Stated exercise :: Please pull every line of the entries below into your answer word for word, leaving out the pictures.

Exercise input ::
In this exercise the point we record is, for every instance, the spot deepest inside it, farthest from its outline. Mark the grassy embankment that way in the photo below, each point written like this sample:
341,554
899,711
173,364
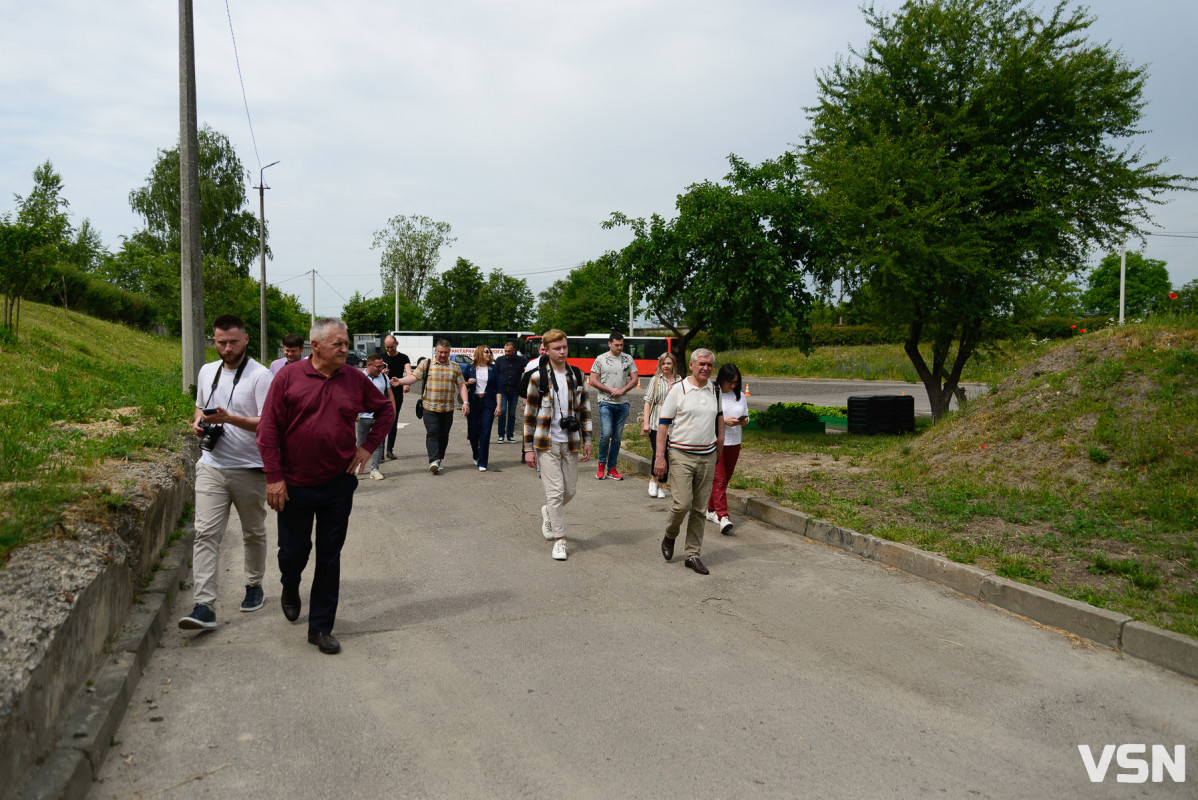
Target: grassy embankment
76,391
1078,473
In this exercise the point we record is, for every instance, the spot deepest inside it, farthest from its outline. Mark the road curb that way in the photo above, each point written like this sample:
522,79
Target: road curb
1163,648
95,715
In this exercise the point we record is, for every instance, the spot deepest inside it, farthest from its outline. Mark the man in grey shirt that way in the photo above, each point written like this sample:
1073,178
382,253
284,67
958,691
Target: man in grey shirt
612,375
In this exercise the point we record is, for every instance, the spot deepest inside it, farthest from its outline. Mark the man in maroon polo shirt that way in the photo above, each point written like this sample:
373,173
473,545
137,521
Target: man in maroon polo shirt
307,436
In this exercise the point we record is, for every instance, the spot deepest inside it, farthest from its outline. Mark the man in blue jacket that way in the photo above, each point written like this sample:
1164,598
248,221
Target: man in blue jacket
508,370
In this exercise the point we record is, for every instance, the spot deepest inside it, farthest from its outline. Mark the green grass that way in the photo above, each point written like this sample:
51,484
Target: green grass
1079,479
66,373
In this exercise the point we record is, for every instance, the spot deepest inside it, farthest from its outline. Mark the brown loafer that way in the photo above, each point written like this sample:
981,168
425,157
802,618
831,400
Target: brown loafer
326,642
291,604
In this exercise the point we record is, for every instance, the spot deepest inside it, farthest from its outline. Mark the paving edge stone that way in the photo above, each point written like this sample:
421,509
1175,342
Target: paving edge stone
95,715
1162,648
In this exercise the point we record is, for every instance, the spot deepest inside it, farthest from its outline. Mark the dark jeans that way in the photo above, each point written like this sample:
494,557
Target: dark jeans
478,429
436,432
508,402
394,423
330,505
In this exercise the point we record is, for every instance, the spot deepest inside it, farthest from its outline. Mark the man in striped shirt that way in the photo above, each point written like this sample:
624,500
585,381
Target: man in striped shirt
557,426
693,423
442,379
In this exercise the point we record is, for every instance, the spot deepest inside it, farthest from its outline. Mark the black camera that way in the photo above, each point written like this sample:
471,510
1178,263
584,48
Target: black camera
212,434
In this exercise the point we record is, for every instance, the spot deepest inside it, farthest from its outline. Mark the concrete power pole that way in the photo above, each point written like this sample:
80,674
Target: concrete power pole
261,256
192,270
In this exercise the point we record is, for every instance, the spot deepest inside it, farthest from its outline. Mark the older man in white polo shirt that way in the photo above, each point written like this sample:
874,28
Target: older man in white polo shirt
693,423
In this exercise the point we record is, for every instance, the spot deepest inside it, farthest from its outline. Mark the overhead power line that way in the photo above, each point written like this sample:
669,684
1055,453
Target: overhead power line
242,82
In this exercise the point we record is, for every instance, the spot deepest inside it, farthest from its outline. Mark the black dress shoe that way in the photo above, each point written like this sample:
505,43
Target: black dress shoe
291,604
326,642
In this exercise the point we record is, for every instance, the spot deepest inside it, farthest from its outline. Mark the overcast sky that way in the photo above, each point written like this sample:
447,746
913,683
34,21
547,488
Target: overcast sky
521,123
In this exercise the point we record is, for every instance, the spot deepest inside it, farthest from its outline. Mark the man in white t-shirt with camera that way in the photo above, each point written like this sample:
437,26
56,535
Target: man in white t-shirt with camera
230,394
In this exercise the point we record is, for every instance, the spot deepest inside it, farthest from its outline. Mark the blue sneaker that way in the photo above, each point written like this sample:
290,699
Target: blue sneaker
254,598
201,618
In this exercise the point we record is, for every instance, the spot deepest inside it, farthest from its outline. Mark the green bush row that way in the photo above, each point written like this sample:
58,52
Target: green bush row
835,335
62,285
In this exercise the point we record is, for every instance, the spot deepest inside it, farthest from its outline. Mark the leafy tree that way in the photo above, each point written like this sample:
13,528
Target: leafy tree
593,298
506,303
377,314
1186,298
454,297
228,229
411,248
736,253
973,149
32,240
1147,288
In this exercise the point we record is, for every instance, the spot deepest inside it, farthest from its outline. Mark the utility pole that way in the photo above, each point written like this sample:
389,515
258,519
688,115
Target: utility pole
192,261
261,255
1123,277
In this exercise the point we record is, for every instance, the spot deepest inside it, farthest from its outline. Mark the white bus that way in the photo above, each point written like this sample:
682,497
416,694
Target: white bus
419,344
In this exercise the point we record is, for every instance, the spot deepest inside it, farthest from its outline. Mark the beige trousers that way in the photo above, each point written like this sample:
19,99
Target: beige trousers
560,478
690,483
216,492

Answer in full ::
In this exercise the point we record is, for every instance, the spot deepest inside it, farthest from its outline. Mark the grassy embankment that way in the photo below, each point written like this sample:
341,554
899,711
173,364
Target: grassy embankment
76,391
1078,473
In this exercise the point we record is, for every instance, the spot deepest inside it, farthest from its outline. Mark the road curb that way in the photo above, each point written like this sample:
522,79
Target: road curb
1163,648
95,715
In this exercise the point we record is, for every instance, the spot deepest inside it, farthest from its outline. Mark the man in grey shirt that way in the photo above, each point written like this sample:
1073,178
382,253
284,67
958,691
Target: man in grey shirt
612,375
In this exercise the point we record is, for every instance, the spot deepest inside it, farthest from its outline. Mark the man in maroon polo shirt that way in the photo above, each point written like this sample:
373,173
473,545
137,521
Target: man in maroon polo shirt
307,436
In this exercise the point we record is, for every instance, the spot deepest inside it, farthest from its outline. Mark the man in blue jacket that way in the photo above, each point written like this sample:
1164,598
248,221
Target: man in blue jacket
508,370
In this exercise the point we record is, for every instance, the spot deepest inside it, farthest from its outline. Mark the green grass that way in the photo above, each point written like this sample:
51,484
Target: green grass
1079,479
66,373
In this exercise the point we record is, for every instance, the spot deepest inside it, farthest from its outline. Mark the brown loafer that way in the photo above, each point written like this sample:
981,168
425,157
802,618
831,400
Target: brown loafer
326,642
291,604
In this exercise the point we record is, for every instance, the spot deepest inside it, farthest from its outline. Mark the paving edge stone that way in the photo above, each point written like this sample:
421,509
1175,342
Target: paving edge stone
95,715
1162,648
In this exercise the point we record is, for every instance, the spot deepest inside it, farthest from its outline. Mark the dark jeans that way in the photo above, each point written like this sample:
494,557
Target: dark jeans
478,429
436,432
508,402
394,423
330,505
In this exercise the point we record is, for every instance, the spot deepest inside it, farthest from its outline. Mark the man in striped shirt that way in the photo above, each point written like this sample:
624,500
585,381
Target: man in striped shirt
557,426
693,423
442,379
In this exercise the point we record is, for every instance, the spot deepest inside it, farthest from its outline. Mark the black camera that way in the photo above, each point written like this sample:
471,510
1178,263
584,48
Target: black camera
212,434
In this exercise the point we record is, for every instance, the spot deepest inside it, farthest from its outline. Mark the concrete power pole that way in the photo above, each point written like this sample:
80,674
Target: concrete power pole
261,256
192,270
In this exercise the point we record is, for every instance, the spot deepest inside it, farthest from its outline. Mark the older man in white polo shirt that way in the photo above, each point written like this sample:
874,28
Target: older man in white polo shirt
693,423
In this exercise the point we record is, for every instance, the spot deepest inside it, farthest from its outline. Mark the overhead power line that way in the photo above, each point written like this sample:
669,684
1055,453
Target: overhead power line
242,82
In this exercise the point we record is, for every instance, the spot deepest inside it, farthest from its outline. Mark the black dress shoe that way in the photo above, each point written like this sample:
505,43
Target: black dress shoe
291,604
326,642
In this exercise the point we record is, for every instance, the spot deepest inside it, farthest from its outline. Mark the overcast sky that way in the photo above, each point written like this sample:
447,746
913,683
34,21
547,488
Target: overcast sky
521,123
In this exercise the point we record is, for every instance, the spot deepest inside it, farthest from its outline. Mark the man in white t-shirt with camera that way in the photo above, each point written like this sample:
437,26
56,535
Target: man in white t-shirt with camera
230,394
In this exercise the point we record is, for every instance, the spot deepest inside it, farthest from its outline. Mark the blue sneaker that way in the photo above, each point written like this sample:
290,699
Target: blue sneaker
254,598
201,618
In this exercise the point we record is, for every instance, the spot deepest inside it, farthest from its outline. Mark the green bush row that way in the photo above, each point written like this sample:
58,52
Target: green bush row
835,335
62,285
In this exercise the point we record is, for every instance, the spot deepest inside it, farthest from its outline. Mark the leafy tree that way in the photo above, each point written like this sample:
13,528
Target: leafy tree
593,298
506,303
377,314
1186,298
454,297
228,229
411,248
736,253
973,149
32,240
1147,288
In this exercise the point we record is, for every instance, the spot deepest inside it, farthest from its outline. Mark the utility pole that way in the photo above, each point written like this sample:
389,515
258,519
688,115
Target: utility pole
192,261
261,255
1123,277
In this exercise the point we record is, for every instance, the spot deepest inside it, farthest from its outline. Mark the white bus that way in the photo above, each point written like this sample:
682,497
416,694
Target: white bus
419,344
In this exercise the point we record is, for every instance, the spot deepest inside it, farthest from its outline. Mark the beige trousers that way in the photo above, each point written like this sample:
19,99
Target: beige trousers
560,478
690,483
216,492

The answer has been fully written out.